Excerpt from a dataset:
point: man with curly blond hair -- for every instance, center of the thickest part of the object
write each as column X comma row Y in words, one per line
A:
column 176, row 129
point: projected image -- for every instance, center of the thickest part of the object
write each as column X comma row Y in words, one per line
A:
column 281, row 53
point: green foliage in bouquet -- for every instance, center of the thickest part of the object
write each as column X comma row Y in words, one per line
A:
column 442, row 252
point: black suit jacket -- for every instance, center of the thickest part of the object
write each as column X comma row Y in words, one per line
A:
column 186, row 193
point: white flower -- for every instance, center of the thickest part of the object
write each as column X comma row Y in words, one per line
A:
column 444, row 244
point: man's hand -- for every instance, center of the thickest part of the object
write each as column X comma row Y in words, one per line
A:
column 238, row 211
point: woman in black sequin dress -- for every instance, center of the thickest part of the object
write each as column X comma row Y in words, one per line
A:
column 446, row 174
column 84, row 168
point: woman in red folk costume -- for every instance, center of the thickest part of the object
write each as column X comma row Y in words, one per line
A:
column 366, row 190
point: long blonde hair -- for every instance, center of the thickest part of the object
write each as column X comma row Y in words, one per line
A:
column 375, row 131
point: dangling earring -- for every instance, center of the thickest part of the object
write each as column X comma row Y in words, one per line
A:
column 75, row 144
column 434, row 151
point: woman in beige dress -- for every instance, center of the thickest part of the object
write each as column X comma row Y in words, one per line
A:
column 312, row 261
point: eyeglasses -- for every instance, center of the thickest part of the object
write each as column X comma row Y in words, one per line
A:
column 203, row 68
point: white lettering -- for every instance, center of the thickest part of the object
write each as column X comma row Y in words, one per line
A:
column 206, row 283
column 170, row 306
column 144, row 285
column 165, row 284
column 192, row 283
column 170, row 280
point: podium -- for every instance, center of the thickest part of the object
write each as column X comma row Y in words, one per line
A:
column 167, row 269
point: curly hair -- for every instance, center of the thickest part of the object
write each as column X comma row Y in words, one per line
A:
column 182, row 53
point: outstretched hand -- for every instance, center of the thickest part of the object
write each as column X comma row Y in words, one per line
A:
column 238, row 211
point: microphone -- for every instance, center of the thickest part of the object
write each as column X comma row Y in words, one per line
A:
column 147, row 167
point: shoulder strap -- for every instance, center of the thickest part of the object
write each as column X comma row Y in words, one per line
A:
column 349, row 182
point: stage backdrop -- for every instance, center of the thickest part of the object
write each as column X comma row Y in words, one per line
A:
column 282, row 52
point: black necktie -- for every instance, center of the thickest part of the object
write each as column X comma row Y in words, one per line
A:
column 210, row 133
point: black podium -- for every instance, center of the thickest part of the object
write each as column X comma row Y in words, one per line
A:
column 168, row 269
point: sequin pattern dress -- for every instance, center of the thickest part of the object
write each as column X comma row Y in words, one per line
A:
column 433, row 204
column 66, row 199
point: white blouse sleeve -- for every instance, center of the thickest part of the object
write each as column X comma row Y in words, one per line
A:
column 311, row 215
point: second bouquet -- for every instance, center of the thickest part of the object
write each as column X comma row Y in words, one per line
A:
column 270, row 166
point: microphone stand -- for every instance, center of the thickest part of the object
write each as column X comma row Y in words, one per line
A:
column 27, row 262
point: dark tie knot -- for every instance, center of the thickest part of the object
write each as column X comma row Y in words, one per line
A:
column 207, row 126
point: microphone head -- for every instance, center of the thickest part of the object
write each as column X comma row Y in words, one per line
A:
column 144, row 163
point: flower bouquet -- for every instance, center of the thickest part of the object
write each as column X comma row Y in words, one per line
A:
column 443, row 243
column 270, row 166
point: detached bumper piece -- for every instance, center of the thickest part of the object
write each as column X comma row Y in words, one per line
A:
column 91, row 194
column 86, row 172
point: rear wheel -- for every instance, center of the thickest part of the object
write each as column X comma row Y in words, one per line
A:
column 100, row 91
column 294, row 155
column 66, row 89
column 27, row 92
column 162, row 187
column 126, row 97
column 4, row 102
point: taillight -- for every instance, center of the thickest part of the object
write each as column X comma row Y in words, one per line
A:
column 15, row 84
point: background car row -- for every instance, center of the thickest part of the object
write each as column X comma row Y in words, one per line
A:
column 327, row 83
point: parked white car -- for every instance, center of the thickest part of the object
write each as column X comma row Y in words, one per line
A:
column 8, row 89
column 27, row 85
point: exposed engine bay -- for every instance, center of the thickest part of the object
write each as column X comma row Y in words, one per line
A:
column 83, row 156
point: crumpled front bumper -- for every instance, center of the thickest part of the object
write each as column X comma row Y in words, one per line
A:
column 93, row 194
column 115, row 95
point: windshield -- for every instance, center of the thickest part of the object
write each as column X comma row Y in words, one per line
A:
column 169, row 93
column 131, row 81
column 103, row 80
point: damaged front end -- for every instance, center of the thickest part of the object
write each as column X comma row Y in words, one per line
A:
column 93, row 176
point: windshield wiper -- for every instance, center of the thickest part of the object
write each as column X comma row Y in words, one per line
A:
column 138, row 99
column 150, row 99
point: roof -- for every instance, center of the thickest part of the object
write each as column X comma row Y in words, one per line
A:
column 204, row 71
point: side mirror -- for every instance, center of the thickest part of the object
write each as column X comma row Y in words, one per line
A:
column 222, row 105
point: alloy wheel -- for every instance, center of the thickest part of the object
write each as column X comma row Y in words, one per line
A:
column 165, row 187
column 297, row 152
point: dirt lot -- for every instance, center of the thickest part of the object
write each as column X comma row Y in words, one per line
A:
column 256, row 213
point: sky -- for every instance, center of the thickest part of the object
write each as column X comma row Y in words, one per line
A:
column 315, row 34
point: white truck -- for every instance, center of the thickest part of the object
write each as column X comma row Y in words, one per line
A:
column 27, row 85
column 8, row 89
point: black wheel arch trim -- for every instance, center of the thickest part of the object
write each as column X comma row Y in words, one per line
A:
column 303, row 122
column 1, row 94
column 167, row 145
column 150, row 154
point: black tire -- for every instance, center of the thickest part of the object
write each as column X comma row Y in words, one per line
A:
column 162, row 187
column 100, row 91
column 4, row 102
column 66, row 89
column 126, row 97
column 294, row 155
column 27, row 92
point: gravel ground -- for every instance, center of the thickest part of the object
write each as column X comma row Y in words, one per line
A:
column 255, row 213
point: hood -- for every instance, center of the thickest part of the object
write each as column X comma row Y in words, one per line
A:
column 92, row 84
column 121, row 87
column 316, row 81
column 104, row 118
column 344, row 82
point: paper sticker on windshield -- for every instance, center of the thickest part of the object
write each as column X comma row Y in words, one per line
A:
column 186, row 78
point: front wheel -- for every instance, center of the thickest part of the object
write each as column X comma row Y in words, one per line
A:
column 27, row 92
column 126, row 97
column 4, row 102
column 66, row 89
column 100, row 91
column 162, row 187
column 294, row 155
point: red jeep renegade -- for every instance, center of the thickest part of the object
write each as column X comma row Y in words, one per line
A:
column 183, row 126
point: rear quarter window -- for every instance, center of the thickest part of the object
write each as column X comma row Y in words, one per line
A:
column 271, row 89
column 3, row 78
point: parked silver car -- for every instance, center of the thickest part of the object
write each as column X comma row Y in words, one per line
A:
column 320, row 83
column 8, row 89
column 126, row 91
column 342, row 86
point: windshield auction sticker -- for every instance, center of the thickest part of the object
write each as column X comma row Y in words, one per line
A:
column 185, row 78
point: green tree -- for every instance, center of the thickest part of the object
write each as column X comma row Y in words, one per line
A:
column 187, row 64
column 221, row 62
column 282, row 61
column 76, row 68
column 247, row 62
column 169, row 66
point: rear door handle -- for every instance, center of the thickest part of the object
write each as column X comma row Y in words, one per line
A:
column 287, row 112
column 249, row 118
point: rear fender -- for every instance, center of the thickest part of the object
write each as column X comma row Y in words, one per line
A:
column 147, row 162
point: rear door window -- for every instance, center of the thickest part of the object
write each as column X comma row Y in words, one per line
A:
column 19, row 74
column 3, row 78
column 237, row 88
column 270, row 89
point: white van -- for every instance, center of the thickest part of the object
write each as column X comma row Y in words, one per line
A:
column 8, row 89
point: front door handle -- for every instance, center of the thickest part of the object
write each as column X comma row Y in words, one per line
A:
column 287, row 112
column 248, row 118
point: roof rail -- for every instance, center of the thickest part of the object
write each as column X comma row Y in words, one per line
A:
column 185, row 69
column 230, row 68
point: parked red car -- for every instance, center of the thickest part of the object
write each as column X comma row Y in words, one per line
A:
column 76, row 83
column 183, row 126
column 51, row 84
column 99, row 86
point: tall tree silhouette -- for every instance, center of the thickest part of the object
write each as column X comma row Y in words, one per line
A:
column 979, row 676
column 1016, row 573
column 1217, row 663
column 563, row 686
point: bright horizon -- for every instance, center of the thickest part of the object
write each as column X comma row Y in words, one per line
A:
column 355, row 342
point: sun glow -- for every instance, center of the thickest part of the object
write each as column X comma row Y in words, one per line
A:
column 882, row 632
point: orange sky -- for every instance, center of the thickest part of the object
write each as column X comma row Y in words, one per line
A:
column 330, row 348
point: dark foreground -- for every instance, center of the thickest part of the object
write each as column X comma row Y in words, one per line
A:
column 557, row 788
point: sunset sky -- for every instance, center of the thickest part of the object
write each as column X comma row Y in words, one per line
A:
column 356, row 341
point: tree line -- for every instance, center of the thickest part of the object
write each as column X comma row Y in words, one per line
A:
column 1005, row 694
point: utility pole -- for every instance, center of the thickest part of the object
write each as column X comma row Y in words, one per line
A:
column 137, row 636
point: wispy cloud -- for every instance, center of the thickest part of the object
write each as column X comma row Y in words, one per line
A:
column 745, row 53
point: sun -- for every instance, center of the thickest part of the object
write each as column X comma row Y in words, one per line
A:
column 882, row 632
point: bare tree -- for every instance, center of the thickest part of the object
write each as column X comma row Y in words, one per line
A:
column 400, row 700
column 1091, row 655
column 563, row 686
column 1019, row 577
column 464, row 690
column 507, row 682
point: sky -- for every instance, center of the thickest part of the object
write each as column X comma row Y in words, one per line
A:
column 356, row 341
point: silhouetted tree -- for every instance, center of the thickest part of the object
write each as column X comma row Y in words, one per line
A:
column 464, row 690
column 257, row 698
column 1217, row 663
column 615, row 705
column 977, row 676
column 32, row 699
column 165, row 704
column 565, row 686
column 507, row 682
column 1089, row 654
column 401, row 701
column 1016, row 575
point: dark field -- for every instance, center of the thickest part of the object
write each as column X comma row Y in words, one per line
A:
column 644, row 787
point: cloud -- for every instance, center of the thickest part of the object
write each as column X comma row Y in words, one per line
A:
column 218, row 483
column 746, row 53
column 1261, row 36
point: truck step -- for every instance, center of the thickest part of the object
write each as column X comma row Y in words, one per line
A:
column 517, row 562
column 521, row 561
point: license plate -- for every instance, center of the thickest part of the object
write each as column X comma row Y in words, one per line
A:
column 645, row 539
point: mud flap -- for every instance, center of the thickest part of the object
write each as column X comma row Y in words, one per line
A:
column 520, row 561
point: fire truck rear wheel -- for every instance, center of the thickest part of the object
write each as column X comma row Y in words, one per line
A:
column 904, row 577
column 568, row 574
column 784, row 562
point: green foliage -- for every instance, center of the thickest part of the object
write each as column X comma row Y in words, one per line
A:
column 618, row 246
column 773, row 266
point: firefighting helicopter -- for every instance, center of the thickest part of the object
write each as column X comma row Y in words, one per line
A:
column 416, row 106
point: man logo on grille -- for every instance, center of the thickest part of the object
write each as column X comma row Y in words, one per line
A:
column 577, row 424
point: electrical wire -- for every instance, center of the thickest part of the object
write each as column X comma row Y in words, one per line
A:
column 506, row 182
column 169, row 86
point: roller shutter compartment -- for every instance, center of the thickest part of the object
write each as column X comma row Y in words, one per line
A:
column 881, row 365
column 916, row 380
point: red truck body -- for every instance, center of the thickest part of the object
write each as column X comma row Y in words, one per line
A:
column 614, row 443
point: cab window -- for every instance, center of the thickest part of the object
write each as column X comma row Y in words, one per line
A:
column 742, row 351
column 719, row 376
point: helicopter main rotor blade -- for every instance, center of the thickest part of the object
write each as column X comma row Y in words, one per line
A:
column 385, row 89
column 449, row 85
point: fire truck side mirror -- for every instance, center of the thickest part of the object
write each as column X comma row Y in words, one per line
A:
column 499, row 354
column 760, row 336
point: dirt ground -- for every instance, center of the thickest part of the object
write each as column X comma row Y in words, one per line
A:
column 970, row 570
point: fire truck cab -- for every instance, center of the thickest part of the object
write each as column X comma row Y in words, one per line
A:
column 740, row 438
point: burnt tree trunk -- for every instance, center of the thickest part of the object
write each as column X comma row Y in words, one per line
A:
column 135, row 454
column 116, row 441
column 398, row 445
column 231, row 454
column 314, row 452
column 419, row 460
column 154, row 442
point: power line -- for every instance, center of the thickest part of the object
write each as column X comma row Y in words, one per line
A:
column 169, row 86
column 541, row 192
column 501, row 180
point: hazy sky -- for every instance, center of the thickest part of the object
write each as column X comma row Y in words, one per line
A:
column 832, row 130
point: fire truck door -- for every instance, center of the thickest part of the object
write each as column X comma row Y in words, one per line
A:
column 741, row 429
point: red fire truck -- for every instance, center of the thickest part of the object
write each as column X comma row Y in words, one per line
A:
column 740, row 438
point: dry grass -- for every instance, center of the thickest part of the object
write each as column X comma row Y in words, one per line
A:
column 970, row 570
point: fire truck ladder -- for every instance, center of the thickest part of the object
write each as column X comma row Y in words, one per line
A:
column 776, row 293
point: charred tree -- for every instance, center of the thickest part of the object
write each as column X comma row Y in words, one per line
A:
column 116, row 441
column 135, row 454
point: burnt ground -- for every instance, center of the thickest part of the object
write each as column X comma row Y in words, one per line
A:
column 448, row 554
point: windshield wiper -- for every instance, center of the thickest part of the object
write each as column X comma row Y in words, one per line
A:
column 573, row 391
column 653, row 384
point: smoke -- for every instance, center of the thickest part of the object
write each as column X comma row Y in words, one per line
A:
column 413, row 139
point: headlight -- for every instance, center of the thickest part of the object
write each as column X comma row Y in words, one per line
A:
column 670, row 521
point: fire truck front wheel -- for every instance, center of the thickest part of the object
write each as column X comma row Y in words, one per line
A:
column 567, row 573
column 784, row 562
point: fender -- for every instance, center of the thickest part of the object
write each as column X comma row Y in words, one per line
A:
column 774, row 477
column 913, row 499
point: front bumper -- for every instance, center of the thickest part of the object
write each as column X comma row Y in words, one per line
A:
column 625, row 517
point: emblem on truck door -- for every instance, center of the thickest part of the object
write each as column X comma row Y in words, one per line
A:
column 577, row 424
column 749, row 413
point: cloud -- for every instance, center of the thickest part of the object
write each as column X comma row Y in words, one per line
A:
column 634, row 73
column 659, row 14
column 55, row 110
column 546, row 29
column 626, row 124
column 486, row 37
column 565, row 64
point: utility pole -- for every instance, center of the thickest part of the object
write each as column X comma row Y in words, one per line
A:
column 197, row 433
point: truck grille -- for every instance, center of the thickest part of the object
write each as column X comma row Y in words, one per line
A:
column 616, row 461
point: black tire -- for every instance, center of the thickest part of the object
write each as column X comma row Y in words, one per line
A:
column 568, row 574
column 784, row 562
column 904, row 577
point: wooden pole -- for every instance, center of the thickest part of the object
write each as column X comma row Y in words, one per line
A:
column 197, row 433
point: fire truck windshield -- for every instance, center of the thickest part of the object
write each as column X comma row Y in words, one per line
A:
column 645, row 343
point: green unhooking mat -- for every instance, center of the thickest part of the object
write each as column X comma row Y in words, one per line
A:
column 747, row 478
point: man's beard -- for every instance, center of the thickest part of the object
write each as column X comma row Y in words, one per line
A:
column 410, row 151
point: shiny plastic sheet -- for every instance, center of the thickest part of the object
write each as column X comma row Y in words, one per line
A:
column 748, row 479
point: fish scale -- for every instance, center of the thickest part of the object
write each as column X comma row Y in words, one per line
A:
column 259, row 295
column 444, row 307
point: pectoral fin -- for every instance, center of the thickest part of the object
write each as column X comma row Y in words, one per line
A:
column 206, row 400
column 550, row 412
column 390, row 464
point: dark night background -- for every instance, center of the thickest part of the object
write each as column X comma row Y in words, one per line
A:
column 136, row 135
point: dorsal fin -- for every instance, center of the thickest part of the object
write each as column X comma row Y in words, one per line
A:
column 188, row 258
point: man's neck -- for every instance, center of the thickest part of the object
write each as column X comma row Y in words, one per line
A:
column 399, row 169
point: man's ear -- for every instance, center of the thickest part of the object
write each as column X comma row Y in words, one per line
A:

◆ Your objective ◆
In the listing above, find the line containing "point: truck grille" and please quote exactly that line through the last one, and no other lines.

◆ Result of this exercise ◆
point: truck grille -- for every instance, center of the thickest part of the object
write each as column X comma row Y in words, one per line
A:
column 616, row 461
point: black tire -- for every instance, center of the thickest part of the object
write each as column X comma row Y in words, one per line
A:
column 568, row 574
column 784, row 562
column 904, row 577
point: wooden pole -- for every instance, center of the thickest part of the object
write each as column X comma row Y in words, one per line
A:
column 197, row 433
point: fire truck windshield -- for every instance, center of the thickest part of the object
write each as column X comma row Y in words, one per line
A:
column 645, row 343
point: green unhooking mat -- for every instance, center of the thickest part of the object
write each as column X comma row Y in words, one per line
A:
column 747, row 478
point: man's beard -- for every instance, center of the thickest part of the object
write each as column X comma row Y in words, one per line
A:
column 410, row 151
point: shiny plastic sheet -- for every instance, center of the thickest part of the object
write each as column X comma row Y in words, one per line
A:
column 748, row 479
point: fish scale -- for every instance, center of the thickest part of the object
write each as column X comma row Y in words, one per line
A:
column 259, row 295
column 444, row 307
point: pectoral fin -- for every instance, center of the thickest part of the object
write each as column X comma row Y in words, one per line
A:
column 206, row 400
column 550, row 412
column 390, row 464
point: dark night background -- for every instance, center of the thickest part of the object
write each as column X comma row Y in words, one per line
A:
column 136, row 135
point: dorsal fin -- for every instance, center of the thickest part of the object
write each as column X comma row Y in words, one per line
A:
column 188, row 258
point: man's neck -- for every instance, center of the thickest part of the object
write each as column X comma row Y in words, one per line
A:
column 399, row 169
point: man's ear -- for every instance, center of the thickest part of the object
write each as column X comma row Y in words, one per line
A:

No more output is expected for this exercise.